What is needed: Copy the data starting at the first line and ending at the line that contains "point(484, 424)", swapping "queried phrase" for "requested label" and keeping everything else the same.

Task inputs:
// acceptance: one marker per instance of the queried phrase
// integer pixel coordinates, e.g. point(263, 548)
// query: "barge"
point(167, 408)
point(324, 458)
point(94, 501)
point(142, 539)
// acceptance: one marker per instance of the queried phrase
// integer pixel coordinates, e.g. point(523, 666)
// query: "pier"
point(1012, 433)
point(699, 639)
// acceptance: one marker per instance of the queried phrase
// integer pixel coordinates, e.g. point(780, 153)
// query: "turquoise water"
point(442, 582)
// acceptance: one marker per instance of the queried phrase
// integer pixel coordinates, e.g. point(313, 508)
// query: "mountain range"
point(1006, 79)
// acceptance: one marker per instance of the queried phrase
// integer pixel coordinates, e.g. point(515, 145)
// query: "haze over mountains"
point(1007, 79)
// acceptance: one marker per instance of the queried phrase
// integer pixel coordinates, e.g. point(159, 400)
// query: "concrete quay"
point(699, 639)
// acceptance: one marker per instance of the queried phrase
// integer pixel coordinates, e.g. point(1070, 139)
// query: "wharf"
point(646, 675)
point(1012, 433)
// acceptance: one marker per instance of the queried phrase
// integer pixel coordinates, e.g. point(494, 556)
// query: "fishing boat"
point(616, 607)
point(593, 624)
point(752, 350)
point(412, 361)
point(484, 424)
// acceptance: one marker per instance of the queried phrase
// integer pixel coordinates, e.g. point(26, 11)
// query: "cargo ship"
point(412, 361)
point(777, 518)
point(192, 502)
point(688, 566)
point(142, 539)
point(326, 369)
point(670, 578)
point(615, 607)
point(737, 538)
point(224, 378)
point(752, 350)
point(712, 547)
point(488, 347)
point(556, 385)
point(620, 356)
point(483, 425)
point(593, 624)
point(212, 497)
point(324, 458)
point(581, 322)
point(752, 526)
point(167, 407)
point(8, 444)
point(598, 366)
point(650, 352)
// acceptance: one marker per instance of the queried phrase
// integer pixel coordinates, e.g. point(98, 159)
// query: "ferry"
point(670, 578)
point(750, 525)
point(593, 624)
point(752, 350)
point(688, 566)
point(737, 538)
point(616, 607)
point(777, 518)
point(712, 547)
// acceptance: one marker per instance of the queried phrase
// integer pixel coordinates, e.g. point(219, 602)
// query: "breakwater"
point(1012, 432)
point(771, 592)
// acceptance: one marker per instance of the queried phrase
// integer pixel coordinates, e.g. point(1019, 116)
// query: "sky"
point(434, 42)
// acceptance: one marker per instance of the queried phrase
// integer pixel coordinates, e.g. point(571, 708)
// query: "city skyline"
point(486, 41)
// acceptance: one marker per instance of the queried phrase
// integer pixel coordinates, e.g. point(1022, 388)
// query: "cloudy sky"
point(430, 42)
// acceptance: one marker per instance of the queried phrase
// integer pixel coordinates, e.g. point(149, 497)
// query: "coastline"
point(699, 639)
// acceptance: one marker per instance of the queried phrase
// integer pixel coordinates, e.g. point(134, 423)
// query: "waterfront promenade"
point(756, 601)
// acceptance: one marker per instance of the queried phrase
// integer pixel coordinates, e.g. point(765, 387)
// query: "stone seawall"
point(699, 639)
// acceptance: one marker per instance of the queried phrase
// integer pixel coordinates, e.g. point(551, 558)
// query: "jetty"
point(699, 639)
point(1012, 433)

Result below:
// acceptance: one marker per instance of the requested label
// integer pixel coordinates, e.g. point(263, 548)
// query: "barge"
point(167, 408)
point(324, 458)
point(94, 501)
point(142, 539)
// acceptance: one marker per instance of the requested label
// integer pixel coordinates, e.g. point(523, 666)
// query: "pier"
point(1012, 433)
point(699, 639)
// acceptance: one marker per instance of the requested label
// integer pixel coordinates, e.g. point(780, 153)
// query: "turquoise water"
point(442, 582)
// acceptance: one marker per instance of the requested label
// integer pixel coordinates, e.g. point(313, 508)
// query: "mountain range"
point(1006, 79)
// acceptance: one marker per instance of the requested label
// integer pixel coordinates, e.g. point(515, 145)
// query: "haze over mountains"
point(1007, 79)
// acceptance: one marker per instance of the requested label
// integer pixel coordinates, e.g. point(159, 400)
// query: "concrete quay"
point(699, 639)
// acceptance: one marker per instance of the requested label
// integer pixel coordinates, e.g. point(1070, 139)
// query: "wharf"
point(646, 675)
point(1012, 433)
// acceptance: one marker per instance of the requested label
// integer pixel coordinates, e.g. point(494, 556)
// query: "fishing boat"
point(616, 607)
point(593, 624)
point(752, 350)
point(412, 361)
point(484, 424)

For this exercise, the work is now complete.